**Task details:** Each record below should be given again exactly as it reads.

[Exercise input — start]

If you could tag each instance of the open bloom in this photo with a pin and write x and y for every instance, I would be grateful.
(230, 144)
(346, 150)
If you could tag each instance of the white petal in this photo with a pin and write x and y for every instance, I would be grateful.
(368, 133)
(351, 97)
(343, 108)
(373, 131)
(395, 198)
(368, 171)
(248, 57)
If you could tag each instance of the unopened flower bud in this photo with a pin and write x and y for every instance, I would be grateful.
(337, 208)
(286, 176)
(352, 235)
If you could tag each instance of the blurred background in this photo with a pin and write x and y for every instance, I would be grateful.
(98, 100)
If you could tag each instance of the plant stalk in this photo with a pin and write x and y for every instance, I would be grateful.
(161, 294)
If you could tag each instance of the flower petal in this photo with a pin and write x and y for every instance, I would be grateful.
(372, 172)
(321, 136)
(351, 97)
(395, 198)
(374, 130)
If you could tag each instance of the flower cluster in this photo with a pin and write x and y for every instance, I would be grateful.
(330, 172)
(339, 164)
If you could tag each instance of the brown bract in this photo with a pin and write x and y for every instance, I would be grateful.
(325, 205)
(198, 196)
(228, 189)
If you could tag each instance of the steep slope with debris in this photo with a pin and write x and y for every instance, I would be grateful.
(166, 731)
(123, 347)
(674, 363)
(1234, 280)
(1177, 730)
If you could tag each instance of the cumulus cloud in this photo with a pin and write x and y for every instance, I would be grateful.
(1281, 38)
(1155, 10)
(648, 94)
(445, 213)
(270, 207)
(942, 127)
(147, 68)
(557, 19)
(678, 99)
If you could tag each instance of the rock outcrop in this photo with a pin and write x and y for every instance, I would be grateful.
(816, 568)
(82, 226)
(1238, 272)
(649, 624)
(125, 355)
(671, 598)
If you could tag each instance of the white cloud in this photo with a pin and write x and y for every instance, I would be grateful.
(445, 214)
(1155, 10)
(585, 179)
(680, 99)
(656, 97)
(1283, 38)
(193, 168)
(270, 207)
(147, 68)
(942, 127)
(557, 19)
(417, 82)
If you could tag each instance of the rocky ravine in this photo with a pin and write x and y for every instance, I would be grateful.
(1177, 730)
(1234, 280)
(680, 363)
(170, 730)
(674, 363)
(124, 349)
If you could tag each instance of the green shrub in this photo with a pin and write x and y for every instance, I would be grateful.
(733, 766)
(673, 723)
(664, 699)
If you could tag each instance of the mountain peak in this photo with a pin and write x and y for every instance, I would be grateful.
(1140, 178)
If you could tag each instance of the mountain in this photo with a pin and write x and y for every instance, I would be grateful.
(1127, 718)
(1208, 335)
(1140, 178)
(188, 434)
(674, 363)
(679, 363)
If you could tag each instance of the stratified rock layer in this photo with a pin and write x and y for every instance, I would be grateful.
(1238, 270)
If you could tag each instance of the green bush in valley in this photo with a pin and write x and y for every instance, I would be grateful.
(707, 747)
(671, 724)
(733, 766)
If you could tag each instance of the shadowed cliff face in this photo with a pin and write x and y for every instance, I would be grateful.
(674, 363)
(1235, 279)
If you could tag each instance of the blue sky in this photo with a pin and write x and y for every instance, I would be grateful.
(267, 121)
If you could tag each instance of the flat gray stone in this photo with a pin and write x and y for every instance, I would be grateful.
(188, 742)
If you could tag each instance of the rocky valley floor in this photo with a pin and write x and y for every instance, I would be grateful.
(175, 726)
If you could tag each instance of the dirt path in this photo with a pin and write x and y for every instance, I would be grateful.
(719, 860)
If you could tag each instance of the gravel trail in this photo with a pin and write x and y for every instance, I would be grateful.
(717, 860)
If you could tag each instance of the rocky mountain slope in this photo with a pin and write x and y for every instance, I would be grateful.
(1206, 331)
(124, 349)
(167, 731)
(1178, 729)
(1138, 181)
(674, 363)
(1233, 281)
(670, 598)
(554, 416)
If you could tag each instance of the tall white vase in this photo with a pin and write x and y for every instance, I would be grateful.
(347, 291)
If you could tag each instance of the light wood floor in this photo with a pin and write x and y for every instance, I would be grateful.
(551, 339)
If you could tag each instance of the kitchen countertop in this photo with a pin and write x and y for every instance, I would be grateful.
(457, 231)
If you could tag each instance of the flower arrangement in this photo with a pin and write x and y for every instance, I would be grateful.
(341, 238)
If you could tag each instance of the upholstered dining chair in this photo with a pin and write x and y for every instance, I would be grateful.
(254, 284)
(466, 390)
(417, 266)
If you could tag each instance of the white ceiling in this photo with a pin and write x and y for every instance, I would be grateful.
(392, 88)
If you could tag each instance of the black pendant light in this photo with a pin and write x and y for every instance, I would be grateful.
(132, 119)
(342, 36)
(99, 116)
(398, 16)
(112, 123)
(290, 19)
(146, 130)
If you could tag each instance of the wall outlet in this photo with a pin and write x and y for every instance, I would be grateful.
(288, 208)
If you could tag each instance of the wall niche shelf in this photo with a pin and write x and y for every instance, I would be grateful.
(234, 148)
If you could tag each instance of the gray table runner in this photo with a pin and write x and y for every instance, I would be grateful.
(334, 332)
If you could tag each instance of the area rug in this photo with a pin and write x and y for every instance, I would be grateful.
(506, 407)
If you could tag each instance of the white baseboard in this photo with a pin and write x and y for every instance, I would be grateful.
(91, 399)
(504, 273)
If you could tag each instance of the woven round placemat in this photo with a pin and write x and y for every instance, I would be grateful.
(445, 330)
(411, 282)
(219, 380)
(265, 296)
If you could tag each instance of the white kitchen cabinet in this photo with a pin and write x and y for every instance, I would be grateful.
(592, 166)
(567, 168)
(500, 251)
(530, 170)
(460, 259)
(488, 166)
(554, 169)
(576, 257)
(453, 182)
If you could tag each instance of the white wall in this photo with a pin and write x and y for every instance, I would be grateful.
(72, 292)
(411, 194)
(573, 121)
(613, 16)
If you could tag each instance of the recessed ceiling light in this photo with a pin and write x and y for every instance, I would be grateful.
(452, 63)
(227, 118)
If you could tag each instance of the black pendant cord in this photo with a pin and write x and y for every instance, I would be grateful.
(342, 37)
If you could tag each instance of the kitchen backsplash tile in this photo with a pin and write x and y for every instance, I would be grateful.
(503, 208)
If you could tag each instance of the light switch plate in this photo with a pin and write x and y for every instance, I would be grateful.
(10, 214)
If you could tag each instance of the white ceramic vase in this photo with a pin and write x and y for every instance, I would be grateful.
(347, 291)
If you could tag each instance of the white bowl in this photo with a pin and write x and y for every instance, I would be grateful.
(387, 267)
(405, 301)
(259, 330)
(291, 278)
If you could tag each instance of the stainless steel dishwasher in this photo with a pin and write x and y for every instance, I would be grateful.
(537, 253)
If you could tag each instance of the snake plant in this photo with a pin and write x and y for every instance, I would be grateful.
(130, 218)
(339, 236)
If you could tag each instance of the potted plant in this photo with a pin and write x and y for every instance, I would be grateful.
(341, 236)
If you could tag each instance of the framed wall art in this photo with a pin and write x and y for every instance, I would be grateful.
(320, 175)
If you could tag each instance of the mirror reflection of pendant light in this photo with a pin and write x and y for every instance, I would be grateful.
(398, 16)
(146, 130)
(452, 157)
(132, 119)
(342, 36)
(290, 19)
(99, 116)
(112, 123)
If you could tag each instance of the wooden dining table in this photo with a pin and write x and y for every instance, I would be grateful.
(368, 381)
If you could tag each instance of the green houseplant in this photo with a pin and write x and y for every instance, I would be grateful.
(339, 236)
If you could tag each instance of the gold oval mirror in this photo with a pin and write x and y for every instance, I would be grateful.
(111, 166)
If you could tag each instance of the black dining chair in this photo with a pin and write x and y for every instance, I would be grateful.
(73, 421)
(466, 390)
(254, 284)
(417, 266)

[Exercise input — finish]

**Response:**
If you could tag each instance of the open bloom in this photo with a pin and write x and y for every instance, I would be grateful.
(230, 144)
(346, 150)
If you could tag each instance of the white petal in this photo with a pin and write x and y for every instance, I would be grateful.
(368, 133)
(351, 97)
(343, 108)
(373, 131)
(395, 198)
(368, 171)
(248, 57)
If you could tag each instance of the unopened flower bud in this photo with a pin and write x and y for every instance, I would be grateful.
(337, 208)
(286, 176)
(352, 235)
If you could tag each instance of the blurred background in this photo with a pin and write x and y for every instance, I would be grateful.
(98, 100)
If you could tag each instance of the plant stalk in this photo with a pin and write x and y for every instance, I would be grateful.
(161, 294)
If you could tag each instance of the flower petal in this photo with a pin and write x and y for every instance, I would be grateful.
(372, 172)
(321, 136)
(351, 97)
(395, 198)
(374, 130)
If you could tag each instance of the flower cluster in this photo with a pin and write x and y for every instance, I would be grateful.
(330, 172)
(339, 164)
If you could tag each instance of the brown bract in this photo with a pin and write x and y for every instance, I would be grateful.
(325, 205)
(198, 196)
(228, 189)
If you could tag each instance of the steep slope with debris in this photo with a pin and write x and y for every instance, I would be grateful.
(166, 731)
(123, 347)
(674, 363)
(1234, 280)
(1177, 730)
If you could tag each instance of the cumulus cloud in this photo with a pin and write x and y for every instance, I would be grateful.
(1281, 38)
(1155, 10)
(648, 94)
(445, 213)
(270, 207)
(942, 127)
(147, 68)
(557, 19)
(678, 99)
If you could tag each instance of the rock outcrop in this photo with a pin and write x and y for every instance, I would be grateful.
(816, 568)
(82, 226)
(1238, 272)
(649, 624)
(125, 355)
(671, 598)
If you could tag each instance of the white cloud in this photo with a pin and write x and y for every instance, I would be grateful.
(445, 214)
(1155, 10)
(585, 179)
(680, 99)
(656, 97)
(1283, 38)
(193, 168)
(270, 207)
(147, 68)
(942, 127)
(557, 19)
(417, 82)
If you could tag each instance of the rocky ravine in this photo with a pin and write x and y for every instance, I would be grateful.
(1177, 730)
(1234, 280)
(680, 363)
(170, 730)
(674, 363)
(124, 349)
If you could tag each instance of the green shrub in this photo with a pin and write x and y for every instance, I would be grateful.
(733, 766)
(673, 723)
(664, 699)
If you could tag each instance of the mountain peak in this photo with a pin and write x and y for every instance, I would be grateful.
(1140, 178)
If you could tag each instance of the mountain in this photo with a pin and write x and y for every instance, I would be grateful.
(1127, 718)
(1208, 335)
(1140, 178)
(188, 434)
(674, 363)
(679, 363)
If you could tag each instance of the stratified rock layer in this photo with a pin and write x and y for every instance, I would be grateful.
(1238, 270)
If you could tag each instance of the green bush in valley in this photo with a pin and write x and y for every instance, I would be grateful.
(707, 747)
(671, 724)
(733, 766)
If you could tag each instance of the shadowed cliff face in this photo with a pin and write x and y for every instance, I would be grateful.
(674, 363)
(1235, 279)
If you could tag each instance of the blue sky in this photo with a pin and write x and y for every instance, I would be grateful.
(267, 121)
If you could tag each instance of the flat gray stone in this photo with a pin and write x and y for every instance, I would be grateful.
(188, 742)
If you could tag each instance of the rocky valley floor in this photo with a pin and write x and y for every instance, I would be grateful.
(175, 726)
If you could tag each instance of the dirt path in this photo with a pin and write x and y for every instance, I would be grateful.
(719, 860)
If you could tag each instance of the gravel trail in this photo with a pin and write x and y for every instance, I would be grateful.
(717, 860)
If you could tag each instance of the rocky mountain slope in this photo with a pin and write x and y for every instance, I would be grateful.
(1206, 331)
(124, 349)
(167, 731)
(1178, 729)
(1138, 181)
(674, 363)
(1233, 281)
(670, 598)
(554, 416)
If you could tag each instance of the tall white vase in this photo with a pin and write x and y for every instance, I would be grateful.
(347, 291)
If you could tag each instance of the light wood floor in this photo with a pin and write x and y for every instance, I would be grateful.
(551, 339)
If you could tag each instance of the kitchen countertop in this photo with a pin and write x and y for every instance, I would be grateful.
(457, 231)
If you could tag each instance of the flower arrangement in this photo with a pin and write x and y for every instance, I would be grateful.
(341, 238)
If you could tag each instance of the upholstered dining chair in this photo with a pin and write x and y for every instance, I would be grateful.
(254, 284)
(466, 390)
(417, 266)
If you could tag each instance of the white ceiling in this photo with a pin and write x and y for every instance, I would be grateful.
(392, 88)
If you could tag each instance of the black pendant light in this photo with a pin and write x and y for every instance, I would be grateful.
(132, 119)
(342, 36)
(99, 116)
(398, 16)
(112, 123)
(290, 19)
(146, 130)
If you could tag each instance of the wall outlet in this photo with a pin and write x and y for every instance, I would be grateful.
(288, 208)
If you could tag each instance of the wall niche shelf in this photo with a pin and write x and y for every instance, I would be grateful.
(234, 148)
If you could tag each instance of the gray table runner in this photo with a pin and write x and y for every instance, I would be grateful.
(334, 332)
If you could tag each instance of the area rug in this photo with a pin and write x and y for every instance, I would be grateful.
(506, 407)
If you could tag each instance of the white baseboard in this photo with a pin and write x and y for every instance, I would be grateful.
(91, 399)
(504, 273)
If you could tag each instance of the woven round placemat in this photo with a pin and write x and y for every instance, I would be grateful.
(445, 330)
(411, 282)
(219, 380)
(265, 296)
If you could tag each instance of the white kitchen cabinet in this photo with a pin and write x and y for every instance, I would be grateful.
(592, 166)
(567, 168)
(500, 251)
(530, 170)
(460, 259)
(488, 166)
(554, 169)
(576, 257)
(453, 182)
If you could tag each instance of the white wall in this photo with a pin and write x and y for every instance, I would be grateful.
(72, 292)
(411, 194)
(573, 121)
(613, 16)
If you could tag each instance of the recessed ceiling light in this photo with a pin and write x and y for every instance, I would be grateful.
(452, 63)
(227, 118)
If you could tag each instance of the black pendant cord in this photo with a pin and write x and y for every instance, I would be grateful.
(342, 37)
If you could tag each instance of the kitchen backsplash tile in this photo with a pin and write x and y for every instance, I would be grateful.
(503, 208)
If you could tag each instance of the light switch plate in this photo with a pin and write x and y for every instance, I would be grateful.
(10, 214)
If you could tag each instance of the white ceramic vase in this photo with a pin and write x and y for every instance, I would be grateful.
(347, 291)
If you could tag each instance of the white bowl in this photo with a pin and write x and y for every instance, I would be grateful.
(387, 267)
(405, 301)
(259, 330)
(291, 278)
If you could tag each instance of the stainless steel dishwasher in this photo with a pin and write x and y for every instance, I would be grateful.
(537, 253)
If you could tag each instance of the snake plant in this photo with a pin and write x and y for every instance, I would be grateful.
(130, 218)
(339, 236)
If you could tag each instance of the potted plant in this photo with a pin and write x and y for every instance, I would be grateful.
(341, 236)
If you could tag each instance of the framed wall art in this photo with a pin and write x and y for every instance, I would be grateful.
(320, 175)
If you could tag each instance of the mirror reflection of pendant light in this photo with a pin and write x and y for every instance, I would be grateful.
(398, 16)
(146, 130)
(452, 157)
(132, 119)
(342, 36)
(290, 19)
(99, 116)
(112, 123)
If you could tag each instance of the wooden dining table in this photo with a pin and write x and y for every instance, I would be grateful.
(368, 381)
If you could tag each instance of the green houseplant in this photo with a pin and write x and y for every instance, I would be grateful.
(339, 236)
If you could tag each instance of the gold oval mirror in this photo with a pin and write x and y for every instance, I would be grateful.
(111, 166)
If you could tag each instance of the black dining chair in this photo with a pin and write x and y for every instance, I would be grateful.
(73, 421)
(466, 390)
(254, 284)
(417, 266)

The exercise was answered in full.